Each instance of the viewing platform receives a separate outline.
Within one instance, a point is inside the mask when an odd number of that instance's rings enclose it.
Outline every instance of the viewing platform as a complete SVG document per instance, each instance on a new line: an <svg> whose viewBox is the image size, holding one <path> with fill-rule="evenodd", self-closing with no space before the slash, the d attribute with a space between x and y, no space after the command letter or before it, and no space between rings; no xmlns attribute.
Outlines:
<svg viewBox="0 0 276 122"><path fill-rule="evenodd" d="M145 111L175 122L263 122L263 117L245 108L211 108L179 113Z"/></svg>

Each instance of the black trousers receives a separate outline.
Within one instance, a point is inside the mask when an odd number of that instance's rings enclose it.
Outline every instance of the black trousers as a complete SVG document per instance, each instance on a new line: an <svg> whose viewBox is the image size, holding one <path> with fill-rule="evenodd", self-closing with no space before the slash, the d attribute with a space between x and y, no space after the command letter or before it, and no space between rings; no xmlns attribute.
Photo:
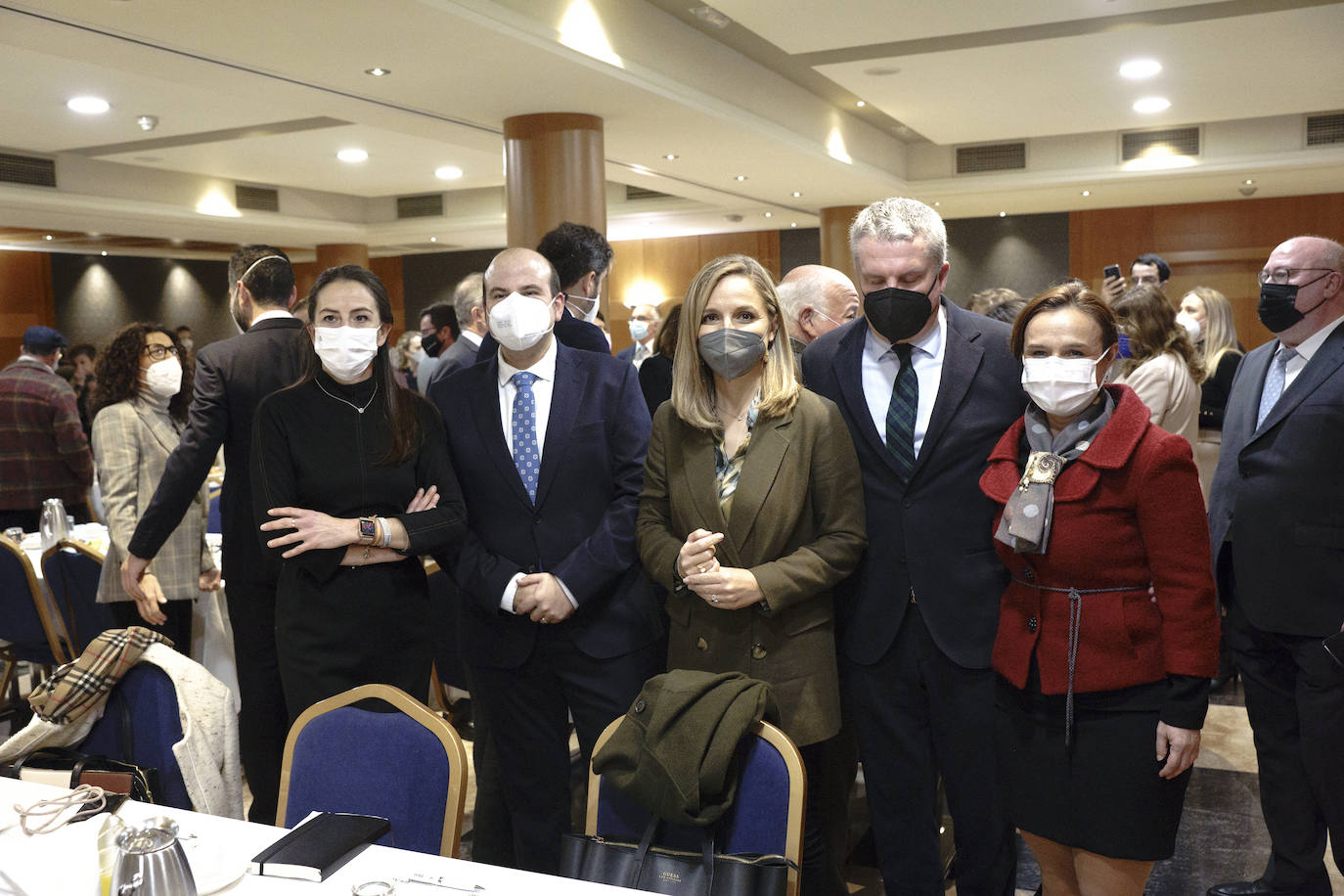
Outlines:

^^^^^^^^

Direction: Rewrite the listing above with "viewing platform" replaced by "observation deck" everywhere and nothing else changed. Leave out the pictures.

Response for this exercise:
Each instance of the observation deck receives a separate outline.
Within one instance, a point is inside the mask when an odd number of that instance's rings enclose it.
Outline every instance of the observation deck as a complete SVG document per instance, each instance on a new line: an <svg> whose viewBox is the image size, holding one <path> with fill-rule="evenodd", self-closing with no space before the slash, the d attribute with a space between x and y, no space after the command letter or before it, and no space between rings; no xmlns attribute.
Outlines:
<svg viewBox="0 0 276 122"><path fill-rule="evenodd" d="M145 111L175 122L263 122L263 117L245 108L211 108L179 113Z"/></svg>

Each instance of the black trousers receives a separate outline.
Within one instance, a point is inside the mask when an odd number of that instance's rings enclose it.
Outline every instance of the black trousers as a complete SVG document per instance, each instance on a new line: an <svg> whose viewBox is the image size, holding one <path> with fill-rule="evenodd", self-closing with no space before the slash, the d attribute with a space between x and y, no space after the command letter or before it, and no space between rings; no xmlns attribute.
Photo:
Outlines:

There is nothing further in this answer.